Entnommener Text —
================
Körperlicher Zwang wird nur dann angewendet, wenn es dringend notwendig ist und nur solange, bis die Person adäquat sediert worden ist. Die Bauchlage ist dringend zu vermeiden. Die britische Polizei versucht Zwang auf Zeiten unter 10 Minuten zu limitieren, ein Paramedic wird zur Sedierung hinzugezogen.
Nach der Sedierung sollte der Rettungsdienst einen venösen Zugang etablieren und auf Hinweise für einen Volumenmangel achten. Häufig sind diese Patienten hypovoläm aufgrund von starkem Schwitzen und reduzierter Flüssigkeitsaufnahme, insbesondere im Rahmen von drogeninduzierten Zuständen. Elektrolytentgleisungen und Volumenmangel sowie Hyperthermie können wir mit balancierter Elektrolytlösung therapieren. Rhabdomyolyse, DIC und Hyperkaliämie sind relevante Gefahren.
================
Die Daten —
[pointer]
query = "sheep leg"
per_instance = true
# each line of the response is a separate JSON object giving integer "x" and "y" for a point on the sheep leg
================
Arbeitsauftrag 1 — Übertrage diesen Satz aus dem Text über Zwang und Sedierung ins Englische: „Nach der Sedierung sollte der Rettungsdienst einen venösen Zugang etablieren und auf Hinweise für einen Volumenmangel achten.“
Arbeitsauftrag 2 —
Beantworte kurz anhand des Textes über Zwang und Sedierung:
(a) Unter wie viele Minuten versucht die britische Polizei körperlichen Zwang zu halten?
(b) Welche Lage ist dringend zu vermeiden?
(c) Womit lassen sich Elektrolytentgleisungen, Volumenmangel und Hyperthermie behandeln?
Arbeitsauftrag 3 — Führe den Text über körperlichen Zwang und Sedierung dort weiter, wo er aufhört.

Antwort 1 — After sedation, the emergency medical service should establish venous access and watch for signs of volume depletion.

Antwort 2 —
(a) Unter 10 Minuten.
(b) Die Bauchlage.
(c) Mit balancierter Elektrolytlösung.

Antwort 3 —
Diese Patienten müssen definitiv in eine Notaufnahme – die Gewahrsamzelle ist nicht der richtige Ort für sie. In der ZNA sollte an Rhabdomyolyse, DIC und Hyperkaliämie gedacht werden. Die Gesundheit der Patienten steht im Vordergrund, ehe die Polizei mit einer etwaigen kriminaltechnischen Verarbeitung loslegen kann. Das ist ultimativ auch im Interesse der Polizei, die ebenfalls kein Interesse an kritisch Kranken oder Verstorbenen im Gewahrsam hat.
Warum auch immer ein Patient agitiert, delirant, desorientiert ist; Körperlicher Zwang kann lebensgefährlich sein und erfordert deshalb eine strenge Indikationsstellung. Zwang und Sedierung dürfen die Atmung nicht einschränken. Sauerstoff und Volumen sind meistens eine gute Idee und Pathologien wie metabolische Azidose, Rhabdomyolyse, DIC und Hyperthermie müssen ausgeschlossen werden, ehe Patienten aus der ZNA entlassen werden können.
Die Trias aus sympathomimetischen Symptomen, Agitation / Aggressivität, und Delirium ist ein Red flag für Acute Behavioural Disturbance!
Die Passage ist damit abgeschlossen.